Text to read -
We also don’t actively sell… it’s word of mouth, and it goes fast
 
   / Honey bees #84  
I'm hoping to get enough honey this summer to test the market here. I expect that it will sell easily.
 
   / Honey bees #86  
Just curious. At what point do you have to get the FDA, FTC and such involved in your business. Not an invite to devolve into politics, just a legit question. We would like to sell (on a small scale) small jars of products from our land (probably 3-5 years from now). We considered a web sales model with shipping (I'm not looking to make a bunch of money OR talk to people). It will likely be 3-5 months before we can move onto our land permanently.
 
   / Honey bees #87  
Each state is different. Here in Mo. we have to stay under $50,000 before they get involved.
We don't need to have our hives or honey house inspected till we reach that number in over all sales.
Check your state bee keepers web sight, it should have a link to that information.

I came in from the shop after cutting 200 more med. frame ends for around 800. Then assembled 100 frames after lunch.
300 more tomorrow then foundation. (My back is hurting)
 
   / Honey bees #89  
Just curious. At what point do you have to get the FDA, FTC and such involved in your business. Not an invite to devolve into politics, just a legit question. We would like to sell (on a small scale) small jars of products from our land (probably 3-5 years from now). We considered a web sales model with shipping (I'm not looking to make a bunch of money OR talk to people). It will likely be 3-5 months before we can move onto our land permanently.
In Arkansas you can produce up to 500 gallons of honey before inspections are required. That would be close to 120 hives at an average of 50lbs of harvested honey per colony. If you were to ship across state lines I think you have to abide by the recipient state laws also.
 
   / Honey bees #90  
Interesting thread, I don't keep bee's and have no desire too.At my brothers on the farm an outfit keeps 15-20 hives year round.
They are one of the larger Bee Keeper outfits around here they sell a lot of bee;s and all the hives and equipment for them.

Myself I get all of our honey from a local bee keeper that has quite a few hives. His honey room as I recall has 4 300 gallon tanks that he keeps honey in and he has quite an extraction and cleanup unit, I've watched the process a few times when I was picking up honey. We go through quite a bit, my wife likes it in her morning coffee and we use a lot in baking and such.

Entries pointing to named objects:
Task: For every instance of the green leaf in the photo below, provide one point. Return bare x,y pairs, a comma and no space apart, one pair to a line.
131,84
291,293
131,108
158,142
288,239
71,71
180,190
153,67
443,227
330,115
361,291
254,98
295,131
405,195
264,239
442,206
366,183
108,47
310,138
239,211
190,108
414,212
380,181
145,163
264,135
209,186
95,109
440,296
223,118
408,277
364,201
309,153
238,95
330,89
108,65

Actions to take -
- a) According to the honey bee thread, why does the poster in Missouri not yet need to have hives or a honey house inspected?
- b) Return the passage of the honey bee thread starting at "In Arkansas you" and ending at "equipment for them.".

Answers in order -
- a) In Missouri, the state does not get involved until a beekeeper reaches $50,000 in overall sales. Hives and honey houses do not need inspection until sales reach that amount.

- b)
In Arkansas you can produce up to 500 gallons of honey before inspections are required. That would be close to 120 hives at an average of 50lbs of harvested honey per colony. If you were to ship across state lines I think you have to abide by the recipient state laws also.
 
   / Honey bees #90  
Interesting thread, I don't keep bee's and have no desire too.At my brothers on the farm an outfit keeps 15-20 hives year round.
They are one of the larger Bee Keeper outfits around here they sell a lot of bee;s and all the hives and equipment for them.